→ PROBLEM DESCRIPTION
Render every line of the records below as a JSON list of strings, one string per line, skipping any blank lines.

→ Records from a point labeling set
────
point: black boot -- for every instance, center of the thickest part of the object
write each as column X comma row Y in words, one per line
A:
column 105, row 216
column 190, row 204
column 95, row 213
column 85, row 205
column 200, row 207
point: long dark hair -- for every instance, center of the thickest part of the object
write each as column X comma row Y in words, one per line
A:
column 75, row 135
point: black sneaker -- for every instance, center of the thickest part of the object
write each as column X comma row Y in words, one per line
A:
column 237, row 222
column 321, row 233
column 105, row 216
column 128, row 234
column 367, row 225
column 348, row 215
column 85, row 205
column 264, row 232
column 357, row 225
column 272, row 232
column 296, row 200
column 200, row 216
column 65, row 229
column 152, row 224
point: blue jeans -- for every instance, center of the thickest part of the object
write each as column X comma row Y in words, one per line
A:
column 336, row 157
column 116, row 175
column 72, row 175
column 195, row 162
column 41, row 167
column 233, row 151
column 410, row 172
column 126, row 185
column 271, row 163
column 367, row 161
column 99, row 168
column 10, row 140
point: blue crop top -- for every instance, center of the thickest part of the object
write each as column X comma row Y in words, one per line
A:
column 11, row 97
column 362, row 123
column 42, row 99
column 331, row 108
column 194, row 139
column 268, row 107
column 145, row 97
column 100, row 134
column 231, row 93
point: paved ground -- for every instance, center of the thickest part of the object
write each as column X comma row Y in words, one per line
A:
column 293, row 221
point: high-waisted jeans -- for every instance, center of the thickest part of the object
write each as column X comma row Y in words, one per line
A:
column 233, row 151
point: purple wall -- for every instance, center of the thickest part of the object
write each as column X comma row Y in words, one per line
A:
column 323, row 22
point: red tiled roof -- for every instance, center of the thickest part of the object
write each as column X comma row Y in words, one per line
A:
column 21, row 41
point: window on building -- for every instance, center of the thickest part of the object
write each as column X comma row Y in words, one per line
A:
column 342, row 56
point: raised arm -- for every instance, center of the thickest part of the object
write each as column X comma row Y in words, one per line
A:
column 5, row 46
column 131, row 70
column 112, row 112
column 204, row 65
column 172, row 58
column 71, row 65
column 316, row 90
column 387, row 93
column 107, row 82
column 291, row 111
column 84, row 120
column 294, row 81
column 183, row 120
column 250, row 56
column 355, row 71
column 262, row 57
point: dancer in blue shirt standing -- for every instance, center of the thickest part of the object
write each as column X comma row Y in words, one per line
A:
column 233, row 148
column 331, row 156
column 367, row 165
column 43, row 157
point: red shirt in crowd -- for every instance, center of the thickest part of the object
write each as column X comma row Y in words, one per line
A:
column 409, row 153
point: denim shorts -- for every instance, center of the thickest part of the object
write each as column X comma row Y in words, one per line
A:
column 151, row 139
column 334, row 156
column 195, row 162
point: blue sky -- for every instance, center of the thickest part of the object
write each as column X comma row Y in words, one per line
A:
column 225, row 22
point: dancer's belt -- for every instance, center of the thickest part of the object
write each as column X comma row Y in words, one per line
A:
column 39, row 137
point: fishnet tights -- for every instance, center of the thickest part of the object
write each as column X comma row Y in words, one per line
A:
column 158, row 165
────
→ ANSWER TO THE EXERCISE
[
  "point: black boot -- for every instance, center of the thickest part of the object",
  "write each as column X comma row Y in words, one per line",
  "A:",
  "column 105, row 216",
  "column 190, row 204",
  "column 95, row 213",
  "column 85, row 205",
  "column 200, row 207",
  "point: long dark hair -- for every instance, center of the thickest part of the object",
  "write each as column X comma row Y in words, one per line",
  "A:",
  "column 75, row 135",
  "point: black sneaker -- for every instance, center of the thickest part of the object",
  "write each as column X comma row Y in words, one per line",
  "A:",
  "column 237, row 222",
  "column 321, row 233",
  "column 105, row 216",
  "column 128, row 234",
  "column 367, row 225",
  "column 348, row 215",
  "column 85, row 205",
  "column 264, row 232",
  "column 357, row 225",
  "column 272, row 232",
  "column 296, row 200",
  "column 200, row 216",
  "column 65, row 229",
  "column 152, row 224",
  "point: blue jeans -- for every instance, center of the thickest part of the object",
  "write each as column X comma row Y in words, one per line",
  "A:",
  "column 336, row 157",
  "column 116, row 175",
  "column 72, row 175",
  "column 195, row 162",
  "column 41, row 167",
  "column 233, row 151",
  "column 410, row 172",
  "column 126, row 185",
  "column 271, row 163",
  "column 367, row 161",
  "column 99, row 168",
  "column 10, row 140",
  "point: blue crop top -- for every instance, center of the thickest part of the object",
  "write each as column X comma row Y in words, one per line",
  "A:",
  "column 11, row 97",
  "column 362, row 123",
  "column 42, row 99",
  "column 331, row 108",
  "column 194, row 139",
  "column 268, row 107",
  "column 145, row 97",
  "column 100, row 134",
  "column 231, row 93",
  "point: paved ground -- for every instance, center of the thickest part of the object",
  "write each as column X comma row Y in words, one per line",
  "A:",
  "column 293, row 221",
  "point: high-waisted jeans -- for every instance, center of the thickest part of the object",
  "write each as column X comma row Y in words, one per line",
  "A:",
  "column 233, row 151",
  "point: purple wall -- for every instance, center of the thickest part of the object",
  "write each as column X comma row Y in words, one per line",
  "A:",
  "column 323, row 22",
  "point: red tiled roof -- for every instance, center of the thickest part of the object",
  "write each as column X comma row Y in words, one per line",
  "A:",
  "column 21, row 41",
  "point: window on building -- for every instance, center of the thickest part of the object",
  "write each as column X comma row Y in words, one per line",
  "A:",
  "column 342, row 56",
  "point: raised arm -- for every instance, center of the thickest part of the object",
  "write each as column X comma row Y in words, one per line",
  "A:",
  "column 5, row 46",
  "column 131, row 70",
  "column 112, row 112",
  "column 204, row 65",
  "column 172, row 58",
  "column 71, row 65",
  "column 316, row 90",
  "column 387, row 93",
  "column 107, row 82",
  "column 291, row 111",
  "column 84, row 120",
  "column 294, row 81",
  "column 183, row 120",
  "column 250, row 56",
  "column 355, row 71",
  "column 262, row 57",
  "point: dancer in blue shirt standing -- for every instance, center of the thickest part of the object",
  "write each as column X comma row Y in words, one per line",
  "A:",
  "column 233, row 148",
  "column 331, row 156",
  "column 367, row 165",
  "column 43, row 157",
  "point: red shirt in crowd -- for every instance, center of the thickest part of the object",
  "write each as column X comma row Y in words, one per line",
  "A:",
  "column 409, row 153",
  "point: denim shorts -- for every instance, center of the thickest part of the object",
  "write each as column X comma row Y in words, one per line",
  "A:",
  "column 151, row 139",
  "column 334, row 156",
  "column 195, row 162",
  "point: blue sky -- for every instance, center of the thickest part of the object",
  "write each as column X comma row Y in words, one per line",
  "A:",
  "column 225, row 22",
  "point: dancer's belt -- for every instance, center of the thickest part of the object",
  "write each as column X comma row Y in words, one per line",
  "A:",
  "column 39, row 137",
  "point: fishnet tights -- for every instance, center of the thickest part of the object",
  "write each as column X comma row Y in words, one per line",
  "A:",
  "column 158, row 165"
]